Identify every line in the rows below that contains the word "dark", and copy each of those lines.

■ ■ ■ ■

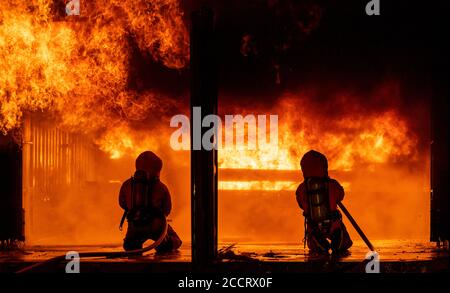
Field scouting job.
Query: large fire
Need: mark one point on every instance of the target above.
(77, 69)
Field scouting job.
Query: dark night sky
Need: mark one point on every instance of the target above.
(345, 50)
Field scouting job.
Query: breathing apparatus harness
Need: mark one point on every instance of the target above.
(318, 216)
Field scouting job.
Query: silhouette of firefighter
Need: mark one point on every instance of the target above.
(318, 196)
(146, 202)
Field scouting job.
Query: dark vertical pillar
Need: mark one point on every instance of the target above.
(439, 217)
(11, 212)
(203, 162)
(439, 133)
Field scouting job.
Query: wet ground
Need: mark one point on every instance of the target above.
(397, 253)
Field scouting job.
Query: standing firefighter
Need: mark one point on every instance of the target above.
(146, 201)
(318, 197)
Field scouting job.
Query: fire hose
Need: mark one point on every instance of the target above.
(356, 226)
(110, 254)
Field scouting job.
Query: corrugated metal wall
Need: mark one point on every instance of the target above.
(54, 161)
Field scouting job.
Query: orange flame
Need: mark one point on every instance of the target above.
(78, 68)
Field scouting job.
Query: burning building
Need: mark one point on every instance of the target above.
(82, 96)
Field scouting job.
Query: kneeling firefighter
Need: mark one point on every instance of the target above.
(146, 202)
(318, 197)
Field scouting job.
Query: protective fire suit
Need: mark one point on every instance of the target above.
(318, 196)
(146, 201)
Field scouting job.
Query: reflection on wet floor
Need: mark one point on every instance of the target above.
(388, 250)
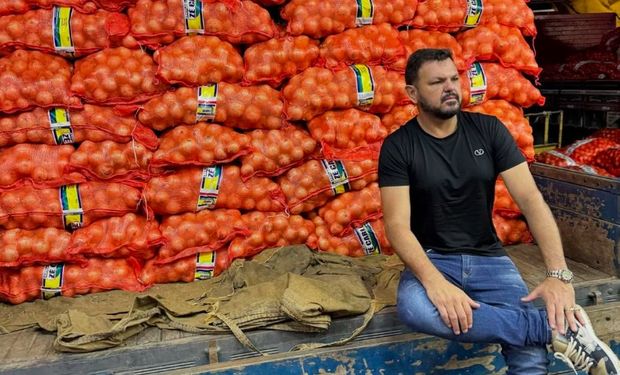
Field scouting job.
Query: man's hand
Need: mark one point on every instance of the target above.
(559, 299)
(454, 306)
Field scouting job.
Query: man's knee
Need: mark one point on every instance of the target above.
(417, 312)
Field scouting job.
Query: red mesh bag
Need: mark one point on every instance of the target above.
(114, 5)
(269, 229)
(366, 239)
(585, 150)
(14, 7)
(158, 21)
(398, 117)
(111, 161)
(499, 43)
(557, 158)
(22, 6)
(117, 237)
(20, 247)
(505, 206)
(204, 231)
(277, 59)
(41, 166)
(511, 231)
(256, 107)
(269, 3)
(97, 275)
(514, 120)
(451, 15)
(196, 267)
(195, 189)
(352, 209)
(484, 81)
(609, 133)
(67, 206)
(116, 76)
(373, 44)
(321, 18)
(318, 90)
(609, 160)
(60, 126)
(315, 182)
(87, 33)
(198, 60)
(414, 40)
(276, 151)
(200, 145)
(32, 78)
(348, 134)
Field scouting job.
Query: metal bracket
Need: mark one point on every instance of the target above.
(212, 351)
(597, 297)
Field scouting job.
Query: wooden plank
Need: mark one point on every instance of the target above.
(593, 242)
(611, 185)
(408, 353)
(605, 319)
(592, 202)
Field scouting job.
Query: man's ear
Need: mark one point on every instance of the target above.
(412, 92)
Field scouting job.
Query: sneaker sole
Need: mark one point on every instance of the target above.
(604, 346)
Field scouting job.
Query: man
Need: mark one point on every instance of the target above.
(437, 175)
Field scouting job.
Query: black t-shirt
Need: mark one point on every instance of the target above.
(451, 181)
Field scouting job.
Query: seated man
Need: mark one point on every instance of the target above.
(437, 175)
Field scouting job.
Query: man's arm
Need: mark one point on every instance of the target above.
(558, 296)
(454, 306)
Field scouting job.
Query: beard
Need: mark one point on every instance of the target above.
(443, 113)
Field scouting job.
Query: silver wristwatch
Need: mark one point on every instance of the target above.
(565, 275)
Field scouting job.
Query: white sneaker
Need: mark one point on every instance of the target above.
(582, 350)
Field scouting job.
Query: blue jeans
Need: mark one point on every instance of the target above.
(495, 283)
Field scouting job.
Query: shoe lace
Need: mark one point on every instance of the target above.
(575, 357)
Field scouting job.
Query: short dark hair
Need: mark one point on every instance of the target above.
(419, 57)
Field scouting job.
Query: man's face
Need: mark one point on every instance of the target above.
(438, 89)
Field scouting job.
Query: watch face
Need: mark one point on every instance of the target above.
(566, 275)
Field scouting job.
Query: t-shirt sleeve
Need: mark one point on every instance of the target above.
(393, 166)
(506, 152)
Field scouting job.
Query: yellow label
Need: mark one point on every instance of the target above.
(368, 239)
(194, 21)
(71, 204)
(61, 29)
(474, 13)
(337, 174)
(365, 84)
(477, 84)
(52, 280)
(205, 265)
(364, 13)
(207, 102)
(209, 187)
(60, 125)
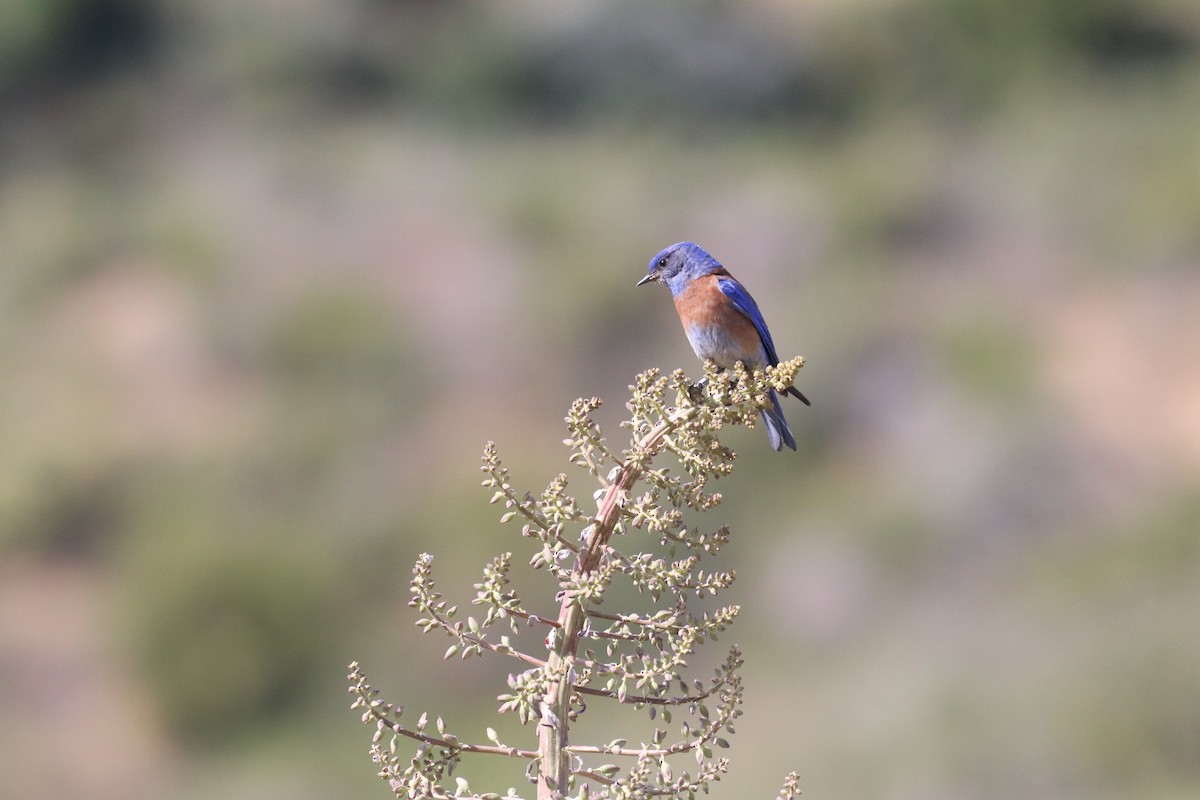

■ ■ ■ ■

Exercise output:
Query: dark night sky
Query: dark vertical pillar
Query: short dark hair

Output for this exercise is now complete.